— RECORDS SHOWN —
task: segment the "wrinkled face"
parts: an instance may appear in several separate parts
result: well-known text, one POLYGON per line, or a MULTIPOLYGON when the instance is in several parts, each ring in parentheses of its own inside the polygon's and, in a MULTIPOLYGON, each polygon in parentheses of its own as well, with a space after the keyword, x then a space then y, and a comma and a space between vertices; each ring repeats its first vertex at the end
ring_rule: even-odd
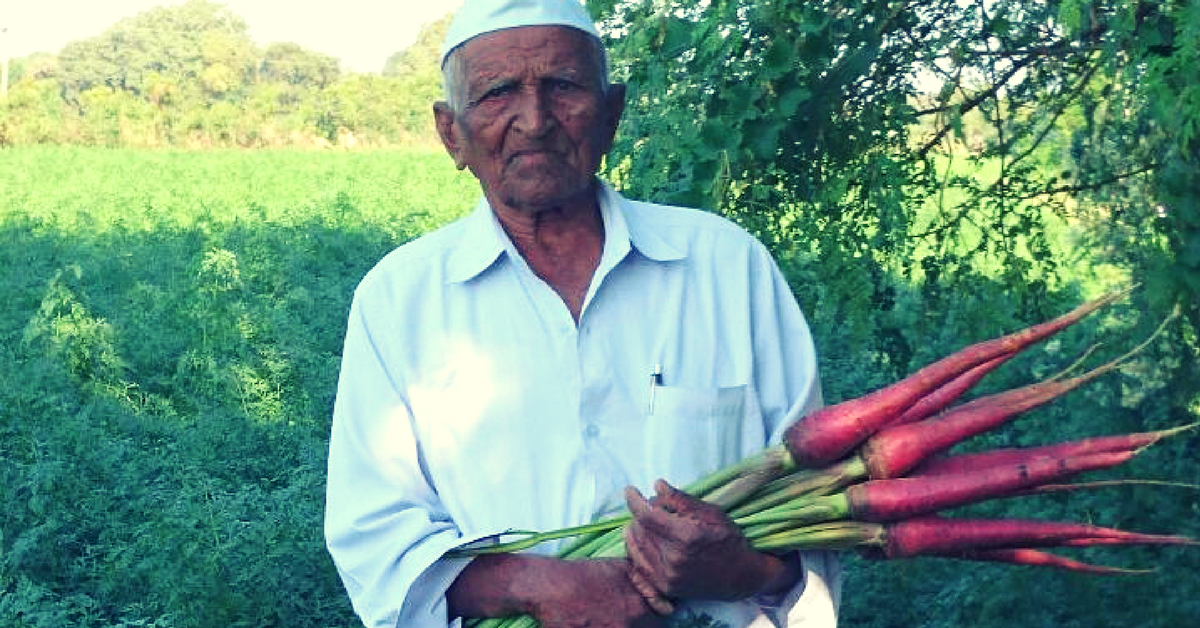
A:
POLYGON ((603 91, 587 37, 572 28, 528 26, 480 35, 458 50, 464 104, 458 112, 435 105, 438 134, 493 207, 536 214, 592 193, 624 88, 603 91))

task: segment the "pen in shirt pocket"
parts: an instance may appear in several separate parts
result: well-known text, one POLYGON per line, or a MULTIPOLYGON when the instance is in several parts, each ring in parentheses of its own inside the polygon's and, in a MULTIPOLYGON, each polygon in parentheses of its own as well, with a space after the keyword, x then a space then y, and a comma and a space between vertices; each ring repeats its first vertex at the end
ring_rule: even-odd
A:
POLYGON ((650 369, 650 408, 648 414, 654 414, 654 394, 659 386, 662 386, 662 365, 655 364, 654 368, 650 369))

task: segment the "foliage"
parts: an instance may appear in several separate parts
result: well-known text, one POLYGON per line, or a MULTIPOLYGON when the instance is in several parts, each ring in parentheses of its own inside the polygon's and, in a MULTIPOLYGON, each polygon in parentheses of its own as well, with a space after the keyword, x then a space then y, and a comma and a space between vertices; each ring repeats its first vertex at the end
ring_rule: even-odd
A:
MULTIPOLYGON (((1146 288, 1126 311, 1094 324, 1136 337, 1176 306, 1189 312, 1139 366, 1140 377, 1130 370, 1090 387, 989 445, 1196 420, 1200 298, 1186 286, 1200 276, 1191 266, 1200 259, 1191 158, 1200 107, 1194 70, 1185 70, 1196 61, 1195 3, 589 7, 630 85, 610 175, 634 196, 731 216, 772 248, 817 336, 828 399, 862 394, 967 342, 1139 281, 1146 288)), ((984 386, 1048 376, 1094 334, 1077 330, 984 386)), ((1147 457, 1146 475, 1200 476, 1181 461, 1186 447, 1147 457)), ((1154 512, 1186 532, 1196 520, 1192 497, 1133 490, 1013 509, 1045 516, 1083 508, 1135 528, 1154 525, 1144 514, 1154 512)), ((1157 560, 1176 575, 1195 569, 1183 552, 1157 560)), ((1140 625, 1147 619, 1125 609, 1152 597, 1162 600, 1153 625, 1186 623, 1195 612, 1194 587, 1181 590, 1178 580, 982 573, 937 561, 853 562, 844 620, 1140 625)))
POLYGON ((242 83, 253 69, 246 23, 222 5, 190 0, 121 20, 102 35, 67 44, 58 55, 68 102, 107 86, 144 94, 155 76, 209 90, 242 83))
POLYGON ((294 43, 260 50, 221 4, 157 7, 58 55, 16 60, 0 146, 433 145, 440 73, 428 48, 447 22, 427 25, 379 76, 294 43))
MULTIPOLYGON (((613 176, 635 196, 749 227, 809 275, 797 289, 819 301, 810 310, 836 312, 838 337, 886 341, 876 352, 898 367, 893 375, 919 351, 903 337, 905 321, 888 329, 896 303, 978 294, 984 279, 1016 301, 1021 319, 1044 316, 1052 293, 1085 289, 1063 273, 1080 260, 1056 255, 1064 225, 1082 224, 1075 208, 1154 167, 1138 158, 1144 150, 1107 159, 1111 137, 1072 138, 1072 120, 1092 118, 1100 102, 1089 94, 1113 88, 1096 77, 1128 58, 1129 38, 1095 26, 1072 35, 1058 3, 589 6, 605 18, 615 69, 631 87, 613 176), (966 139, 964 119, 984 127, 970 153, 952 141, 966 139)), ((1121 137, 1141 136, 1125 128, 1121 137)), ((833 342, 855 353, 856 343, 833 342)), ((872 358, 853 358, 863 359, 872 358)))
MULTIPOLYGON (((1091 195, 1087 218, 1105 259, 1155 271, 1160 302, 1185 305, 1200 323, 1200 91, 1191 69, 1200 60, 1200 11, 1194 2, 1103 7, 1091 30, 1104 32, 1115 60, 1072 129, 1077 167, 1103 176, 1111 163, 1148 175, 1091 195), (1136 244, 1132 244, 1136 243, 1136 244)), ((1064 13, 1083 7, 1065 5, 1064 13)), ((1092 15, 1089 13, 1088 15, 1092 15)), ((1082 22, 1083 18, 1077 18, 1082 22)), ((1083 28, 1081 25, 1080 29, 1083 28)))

— EXERCISE PROMPT —
Look through the records and gather each line with the word "segment".

— SOLUTION —
task: segment the "wrinkled face"
task: segment the "pen in shirt pocket"
task: segment the "foliage"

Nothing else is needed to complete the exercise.